» Goal
Convert the listing below into a JSON array of strings, one string per line, skipping blank lines and leaving out the pictures.

===== Material for this task =====

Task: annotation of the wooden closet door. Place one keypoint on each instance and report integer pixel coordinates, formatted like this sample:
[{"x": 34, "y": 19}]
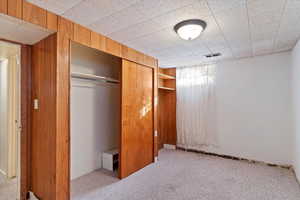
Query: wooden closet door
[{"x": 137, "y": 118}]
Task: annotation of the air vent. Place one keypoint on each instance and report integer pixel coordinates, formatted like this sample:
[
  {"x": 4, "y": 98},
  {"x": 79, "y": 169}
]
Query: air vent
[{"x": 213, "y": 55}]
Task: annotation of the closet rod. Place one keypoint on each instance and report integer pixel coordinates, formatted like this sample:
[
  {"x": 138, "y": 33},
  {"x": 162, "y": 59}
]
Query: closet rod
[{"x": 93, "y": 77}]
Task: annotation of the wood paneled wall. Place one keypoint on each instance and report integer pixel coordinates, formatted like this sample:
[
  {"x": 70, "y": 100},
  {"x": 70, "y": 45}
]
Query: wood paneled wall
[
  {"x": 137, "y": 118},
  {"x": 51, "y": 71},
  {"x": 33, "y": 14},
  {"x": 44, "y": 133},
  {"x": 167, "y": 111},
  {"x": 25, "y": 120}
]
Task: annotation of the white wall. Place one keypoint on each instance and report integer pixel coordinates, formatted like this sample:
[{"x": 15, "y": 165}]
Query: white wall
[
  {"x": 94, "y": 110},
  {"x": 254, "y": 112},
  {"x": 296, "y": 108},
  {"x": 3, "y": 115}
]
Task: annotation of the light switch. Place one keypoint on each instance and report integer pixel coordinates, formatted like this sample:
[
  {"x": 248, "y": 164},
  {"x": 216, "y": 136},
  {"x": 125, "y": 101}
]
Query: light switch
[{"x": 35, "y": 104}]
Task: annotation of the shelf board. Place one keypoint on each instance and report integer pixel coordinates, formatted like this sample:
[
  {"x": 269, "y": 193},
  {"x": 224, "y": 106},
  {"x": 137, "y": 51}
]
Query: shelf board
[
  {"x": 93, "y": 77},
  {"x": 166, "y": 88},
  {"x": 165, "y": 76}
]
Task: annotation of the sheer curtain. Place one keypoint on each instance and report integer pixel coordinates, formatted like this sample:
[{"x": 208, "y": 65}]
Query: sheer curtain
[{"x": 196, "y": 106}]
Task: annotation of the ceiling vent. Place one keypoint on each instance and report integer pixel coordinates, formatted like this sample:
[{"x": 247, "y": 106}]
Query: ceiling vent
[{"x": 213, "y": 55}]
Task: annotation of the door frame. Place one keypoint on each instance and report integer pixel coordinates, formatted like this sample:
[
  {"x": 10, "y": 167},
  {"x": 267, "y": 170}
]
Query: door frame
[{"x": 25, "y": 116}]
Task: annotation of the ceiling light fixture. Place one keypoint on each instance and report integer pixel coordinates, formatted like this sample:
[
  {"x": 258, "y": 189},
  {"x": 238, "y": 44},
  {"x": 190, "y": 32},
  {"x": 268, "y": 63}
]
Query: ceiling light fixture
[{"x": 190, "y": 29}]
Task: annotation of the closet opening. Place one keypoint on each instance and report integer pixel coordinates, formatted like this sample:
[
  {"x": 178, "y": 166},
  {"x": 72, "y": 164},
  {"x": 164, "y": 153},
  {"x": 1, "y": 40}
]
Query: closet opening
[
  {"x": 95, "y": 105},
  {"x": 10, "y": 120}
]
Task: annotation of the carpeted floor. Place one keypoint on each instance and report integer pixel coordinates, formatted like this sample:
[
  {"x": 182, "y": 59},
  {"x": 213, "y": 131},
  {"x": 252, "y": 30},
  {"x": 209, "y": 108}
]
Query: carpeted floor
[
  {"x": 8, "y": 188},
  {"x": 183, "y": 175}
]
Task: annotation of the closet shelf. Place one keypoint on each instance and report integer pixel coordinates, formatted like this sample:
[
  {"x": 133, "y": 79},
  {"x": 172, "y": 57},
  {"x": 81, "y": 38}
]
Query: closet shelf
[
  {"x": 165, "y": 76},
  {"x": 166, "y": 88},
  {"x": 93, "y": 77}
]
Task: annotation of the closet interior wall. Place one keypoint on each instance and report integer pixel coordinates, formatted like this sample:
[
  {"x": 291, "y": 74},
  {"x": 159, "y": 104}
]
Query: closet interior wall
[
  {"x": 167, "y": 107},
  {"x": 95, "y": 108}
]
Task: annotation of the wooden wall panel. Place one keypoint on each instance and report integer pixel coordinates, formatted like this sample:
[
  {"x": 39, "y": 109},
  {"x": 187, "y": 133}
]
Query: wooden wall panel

=====

» Task solution
[
  "Task: annotation of the wooden closet door. Place one keypoint on each instance and report integer pixel coordinates, formatted like this sample:",
  "[{\"x\": 34, \"y\": 19}]",
  "Query: wooden closet door",
  "[{\"x\": 137, \"y\": 118}]",
  "Task: annotation of the air vent. Place one keypoint on each instance and report integer pixel coordinates, formatted like this sample:",
  "[",
  "  {\"x\": 4, \"y\": 98},",
  "  {\"x\": 79, \"y\": 169}",
  "]",
  "Query: air vent",
  "[{\"x\": 213, \"y\": 55}]",
  "Task: annotation of the closet rod. Place one keypoint on each instance and report integer pixel coordinates, formatted like this sample:",
  "[",
  "  {\"x\": 138, \"y\": 33},",
  "  {\"x\": 162, \"y\": 59}",
  "]",
  "Query: closet rod",
  "[{\"x\": 93, \"y\": 77}]",
  "Task: annotation of the wood paneled wall. Place one keypoint on each instance and report integer pixel coordinates, formatted like this sample:",
  "[",
  "  {\"x\": 70, \"y\": 100},",
  "  {\"x\": 70, \"y\": 45}",
  "]",
  "Query: wood paneled wall",
  "[",
  "  {\"x\": 137, \"y\": 118},",
  "  {\"x\": 51, \"y\": 71},",
  "  {\"x\": 33, \"y\": 14},",
  "  {\"x\": 44, \"y\": 133},",
  "  {\"x\": 167, \"y\": 111},",
  "  {\"x\": 25, \"y\": 120}",
  "]",
  "Task: annotation of the white wall. Place one keypoint on each instance and report integer pixel coordinates, formatted like this sample:",
  "[{\"x\": 15, \"y\": 165}]",
  "Query: white wall",
  "[",
  "  {\"x\": 94, \"y\": 110},",
  "  {\"x\": 254, \"y\": 112},",
  "  {\"x\": 296, \"y\": 108},",
  "  {\"x\": 3, \"y\": 115}",
  "]",
  "Task: annotation of the light switch. Place one keypoint on each instance and report integer pixel coordinates, formatted like this sample:",
  "[",
  "  {\"x\": 248, \"y\": 164},",
  "  {\"x\": 216, \"y\": 136},",
  "  {\"x\": 125, \"y\": 101}",
  "]",
  "Query: light switch",
  "[{\"x\": 35, \"y\": 104}]",
  "Task: annotation of the shelf board. Place one keypoint on each instance and report integer pixel coordinates, formatted like this sample:",
  "[",
  "  {\"x\": 269, \"y\": 193},",
  "  {\"x\": 224, \"y\": 106},",
  "  {\"x\": 137, \"y\": 51}",
  "]",
  "Query: shelf board",
  "[",
  "  {\"x\": 93, \"y\": 77},",
  "  {\"x\": 166, \"y\": 88},",
  "  {\"x\": 165, \"y\": 76}",
  "]",
  "Task: annotation of the sheer curtain. Place one keypoint on each instance and report integer pixel coordinates, formatted like this sample:",
  "[{\"x\": 208, \"y\": 65}]",
  "Query: sheer curtain",
  "[{\"x\": 196, \"y\": 106}]",
  "Task: annotation of the ceiling vent. Place one keypoint on each instance and report integer pixel coordinates, formatted like this sample:",
  "[{\"x\": 247, \"y\": 106}]",
  "Query: ceiling vent",
  "[{\"x\": 213, \"y\": 55}]",
  "Task: annotation of the door frame. Place one keypoint on each instance and report integer pixel coordinates, formatted like this sample:",
  "[",
  "  {\"x\": 10, \"y\": 167},",
  "  {\"x\": 267, \"y\": 170}",
  "]",
  "Query: door frame",
  "[{\"x\": 25, \"y\": 116}]",
  "Task: annotation of the ceiling light fixture. Place one keypoint on each instance and report integer pixel coordinates, formatted like this sample:",
  "[",
  "  {\"x\": 258, \"y\": 189},",
  "  {\"x\": 238, \"y\": 44},",
  "  {\"x\": 190, \"y\": 32},",
  "  {\"x\": 268, \"y\": 63}",
  "]",
  "Query: ceiling light fixture",
  "[{\"x\": 190, \"y\": 29}]",
  "Task: annotation of the closet opening. Place one keypoint on each instance and report integer pixel coordinates, formatted like this sample:",
  "[",
  "  {\"x\": 178, \"y\": 166},",
  "  {\"x\": 72, \"y\": 164},",
  "  {\"x\": 164, \"y\": 153},",
  "  {\"x\": 1, \"y\": 40}",
  "]",
  "Query: closet opening",
  "[",
  "  {\"x\": 95, \"y\": 105},",
  "  {\"x\": 10, \"y\": 120}",
  "]",
  "Task: annotation of the carpeted floor. Place one keypoint on each instance and report integer pixel coordinates, formatted like this sample:",
  "[",
  "  {\"x\": 182, \"y\": 59},",
  "  {\"x\": 213, \"y\": 131},",
  "  {\"x\": 252, \"y\": 30},",
  "  {\"x\": 209, \"y\": 108}",
  "]",
  "Query: carpeted floor",
  "[",
  "  {\"x\": 8, \"y\": 188},",
  "  {\"x\": 183, \"y\": 175}",
  "]",
  "Task: annotation of the closet shelf. Place one keypoint on each instance and report integer pixel coordinates, formatted like this sample:",
  "[",
  "  {\"x\": 133, \"y\": 79},",
  "  {\"x\": 172, \"y\": 57},",
  "  {\"x\": 81, \"y\": 38}",
  "]",
  "Query: closet shelf",
  "[",
  "  {\"x\": 165, \"y\": 76},",
  "  {\"x\": 166, \"y\": 88},",
  "  {\"x\": 93, \"y\": 77}",
  "]",
  "Task: annotation of the closet interior wall. Place one keypoint on each instance and report integer pixel coordinates, formatted like this sample:",
  "[",
  "  {\"x\": 291, \"y\": 74},",
  "  {\"x\": 159, \"y\": 104}",
  "]",
  "Query: closet interior wall",
  "[",
  "  {\"x\": 167, \"y\": 107},",
  "  {\"x\": 95, \"y\": 108}",
  "]",
  "Task: annotation of the wooden wall panel. Place one keypoint on each instance and report integer pixel coordinates, formatted like this sample:",
  "[",
  "  {\"x\": 39, \"y\": 109},",
  "  {\"x\": 187, \"y\": 133}",
  "]",
  "Query: wooden wall panel"
]